■ Written request:
Can you rewrite the stretch of the listing from the line containing "dark suit in this photo." through the end of the listing as a two-column CSV with the headers request and points? Give one row per request, with its text and its answer each in a single quoted field and line breaks replaced by spaces.

Entries from a pointing dataset
•••••
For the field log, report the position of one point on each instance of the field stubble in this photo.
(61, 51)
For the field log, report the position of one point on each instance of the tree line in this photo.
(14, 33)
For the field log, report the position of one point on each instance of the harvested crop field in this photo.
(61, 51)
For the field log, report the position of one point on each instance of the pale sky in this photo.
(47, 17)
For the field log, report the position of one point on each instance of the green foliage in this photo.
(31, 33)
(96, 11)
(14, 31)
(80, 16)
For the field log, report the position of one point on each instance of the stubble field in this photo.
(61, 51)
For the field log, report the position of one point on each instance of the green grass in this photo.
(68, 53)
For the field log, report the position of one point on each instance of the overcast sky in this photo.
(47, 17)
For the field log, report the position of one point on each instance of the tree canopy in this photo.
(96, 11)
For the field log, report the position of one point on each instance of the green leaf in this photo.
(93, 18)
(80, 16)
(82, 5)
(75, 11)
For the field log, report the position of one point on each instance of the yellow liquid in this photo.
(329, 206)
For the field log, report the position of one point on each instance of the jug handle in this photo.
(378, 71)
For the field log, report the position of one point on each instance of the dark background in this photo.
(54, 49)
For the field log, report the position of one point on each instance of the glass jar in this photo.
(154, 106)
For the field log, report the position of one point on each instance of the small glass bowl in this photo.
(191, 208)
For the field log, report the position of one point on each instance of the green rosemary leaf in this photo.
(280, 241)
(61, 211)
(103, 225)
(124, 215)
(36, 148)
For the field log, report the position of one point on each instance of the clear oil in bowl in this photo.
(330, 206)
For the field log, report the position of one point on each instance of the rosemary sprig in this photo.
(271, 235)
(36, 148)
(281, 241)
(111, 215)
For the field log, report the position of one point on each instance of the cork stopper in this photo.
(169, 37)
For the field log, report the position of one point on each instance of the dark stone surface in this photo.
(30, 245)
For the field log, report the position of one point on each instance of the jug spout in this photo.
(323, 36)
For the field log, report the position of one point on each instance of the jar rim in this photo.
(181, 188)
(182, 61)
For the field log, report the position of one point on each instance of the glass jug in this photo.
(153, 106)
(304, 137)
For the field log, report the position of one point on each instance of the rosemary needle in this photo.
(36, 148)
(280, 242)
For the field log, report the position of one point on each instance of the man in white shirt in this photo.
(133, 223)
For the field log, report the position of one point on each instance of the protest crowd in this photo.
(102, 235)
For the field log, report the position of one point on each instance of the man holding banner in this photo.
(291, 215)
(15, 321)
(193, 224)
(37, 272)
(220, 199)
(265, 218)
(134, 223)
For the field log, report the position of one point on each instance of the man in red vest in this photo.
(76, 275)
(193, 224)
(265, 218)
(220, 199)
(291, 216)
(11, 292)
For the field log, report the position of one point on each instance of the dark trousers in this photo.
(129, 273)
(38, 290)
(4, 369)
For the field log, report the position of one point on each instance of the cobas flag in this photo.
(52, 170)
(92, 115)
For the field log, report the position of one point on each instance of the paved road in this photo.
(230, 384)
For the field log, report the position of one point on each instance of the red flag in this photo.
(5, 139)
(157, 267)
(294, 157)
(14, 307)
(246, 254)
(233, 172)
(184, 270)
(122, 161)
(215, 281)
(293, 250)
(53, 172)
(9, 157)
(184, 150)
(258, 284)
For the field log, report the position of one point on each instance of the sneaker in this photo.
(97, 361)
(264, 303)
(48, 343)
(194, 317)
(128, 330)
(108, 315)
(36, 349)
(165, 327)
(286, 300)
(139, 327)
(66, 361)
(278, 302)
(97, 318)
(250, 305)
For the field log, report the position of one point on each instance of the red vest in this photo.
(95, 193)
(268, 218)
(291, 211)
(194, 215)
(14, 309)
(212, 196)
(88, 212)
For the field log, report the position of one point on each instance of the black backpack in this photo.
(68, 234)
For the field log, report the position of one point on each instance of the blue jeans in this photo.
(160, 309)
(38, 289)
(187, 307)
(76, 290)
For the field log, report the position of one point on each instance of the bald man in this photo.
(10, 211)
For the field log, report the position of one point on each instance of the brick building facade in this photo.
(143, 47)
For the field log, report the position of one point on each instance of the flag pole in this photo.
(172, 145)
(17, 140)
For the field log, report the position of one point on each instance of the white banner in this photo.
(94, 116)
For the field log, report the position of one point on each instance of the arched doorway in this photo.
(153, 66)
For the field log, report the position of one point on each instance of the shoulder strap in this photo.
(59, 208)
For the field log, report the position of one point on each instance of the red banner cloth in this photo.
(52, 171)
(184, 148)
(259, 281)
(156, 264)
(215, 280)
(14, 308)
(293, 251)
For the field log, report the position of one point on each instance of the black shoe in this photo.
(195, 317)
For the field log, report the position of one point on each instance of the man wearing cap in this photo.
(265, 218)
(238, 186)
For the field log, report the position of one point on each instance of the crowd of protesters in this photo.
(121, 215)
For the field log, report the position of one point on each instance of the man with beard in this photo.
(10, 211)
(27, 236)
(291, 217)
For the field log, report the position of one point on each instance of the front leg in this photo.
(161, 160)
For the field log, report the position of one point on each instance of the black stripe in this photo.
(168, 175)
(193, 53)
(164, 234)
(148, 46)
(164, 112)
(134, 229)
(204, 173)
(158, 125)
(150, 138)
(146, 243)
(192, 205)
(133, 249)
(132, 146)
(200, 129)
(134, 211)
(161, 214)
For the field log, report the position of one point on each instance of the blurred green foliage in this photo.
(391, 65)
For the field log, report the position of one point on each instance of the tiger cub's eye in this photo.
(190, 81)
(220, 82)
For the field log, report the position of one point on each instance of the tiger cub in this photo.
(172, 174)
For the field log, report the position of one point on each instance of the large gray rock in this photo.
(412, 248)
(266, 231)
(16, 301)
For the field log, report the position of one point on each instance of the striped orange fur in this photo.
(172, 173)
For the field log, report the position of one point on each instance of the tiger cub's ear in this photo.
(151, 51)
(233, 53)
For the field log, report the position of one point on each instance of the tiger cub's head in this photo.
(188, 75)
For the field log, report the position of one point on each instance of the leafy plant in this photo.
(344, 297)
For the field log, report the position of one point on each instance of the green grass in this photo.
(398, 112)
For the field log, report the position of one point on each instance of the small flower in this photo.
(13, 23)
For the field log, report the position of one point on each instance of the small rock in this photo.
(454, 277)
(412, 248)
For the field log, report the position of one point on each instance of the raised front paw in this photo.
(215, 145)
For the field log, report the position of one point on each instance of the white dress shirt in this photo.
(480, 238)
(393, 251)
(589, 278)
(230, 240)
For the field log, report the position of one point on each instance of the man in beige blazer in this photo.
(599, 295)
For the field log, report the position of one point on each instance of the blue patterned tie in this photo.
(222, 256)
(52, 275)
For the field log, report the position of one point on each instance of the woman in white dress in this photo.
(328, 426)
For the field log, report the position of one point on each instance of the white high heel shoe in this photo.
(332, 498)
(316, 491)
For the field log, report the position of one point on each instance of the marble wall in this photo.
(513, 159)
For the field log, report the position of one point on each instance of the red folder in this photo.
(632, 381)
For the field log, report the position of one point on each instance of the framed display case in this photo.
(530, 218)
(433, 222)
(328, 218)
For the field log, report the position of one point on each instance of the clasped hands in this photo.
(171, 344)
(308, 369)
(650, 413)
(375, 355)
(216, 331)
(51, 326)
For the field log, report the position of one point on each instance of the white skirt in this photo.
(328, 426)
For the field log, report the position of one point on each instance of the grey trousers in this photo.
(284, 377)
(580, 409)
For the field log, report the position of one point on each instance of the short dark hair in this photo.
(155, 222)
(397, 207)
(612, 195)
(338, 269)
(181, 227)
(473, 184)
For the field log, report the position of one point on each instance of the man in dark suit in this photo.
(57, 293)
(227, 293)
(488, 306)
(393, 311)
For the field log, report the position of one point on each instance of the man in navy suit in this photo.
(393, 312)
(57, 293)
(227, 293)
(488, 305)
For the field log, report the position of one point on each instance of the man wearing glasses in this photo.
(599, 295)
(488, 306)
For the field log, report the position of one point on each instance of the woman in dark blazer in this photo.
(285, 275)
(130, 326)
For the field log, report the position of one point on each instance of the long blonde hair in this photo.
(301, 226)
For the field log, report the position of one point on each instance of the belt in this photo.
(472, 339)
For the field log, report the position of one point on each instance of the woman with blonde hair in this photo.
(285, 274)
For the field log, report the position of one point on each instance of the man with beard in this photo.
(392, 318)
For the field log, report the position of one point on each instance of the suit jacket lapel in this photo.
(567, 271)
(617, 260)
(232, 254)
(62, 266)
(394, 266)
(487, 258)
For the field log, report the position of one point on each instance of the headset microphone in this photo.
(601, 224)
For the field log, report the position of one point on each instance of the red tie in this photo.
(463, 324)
•••••
■ Response to this task:
request,points
"For the field log, report the position of one point on each instance of the man in dark suit in this photo.","(57, 293) (227, 293) (488, 306) (393, 311)"
"For the field log, report the position of one point on each instance of the man in navy suit in this photo.","(393, 312) (57, 293) (227, 293) (488, 305)"
"For the field log, report the position of one point on each instance of the man wearing glasses in this photo.","(599, 295) (488, 306)"
"For the field log, report the position of one point on each instance of the woman in dark blazer in this photo.","(285, 275) (130, 326)"
"For the field log, report the position of one point on each instance of the long blonde hair in this photo.","(301, 226)"
"For the field log, report the position of one point on each instance of the belt in this photo.","(472, 339)"
"For the field log, report the position of one point on each instance of the woman with blonde hair in this photo.","(285, 274)"
"For the field log, report the position of one point on each instance of the man with beard in this photo.","(392, 318)"
"For the field log, report the position of one point on each instance of the suit jacket lapel in this photo.","(567, 271) (617, 260) (232, 254) (62, 266) (394, 266) (487, 258)"
"For the field log, report the position of one point on each instance of the headset microphone in this photo.","(601, 224)"
"For the field log, report the position of one point on each instance of the red tie in this photo.","(463, 324)"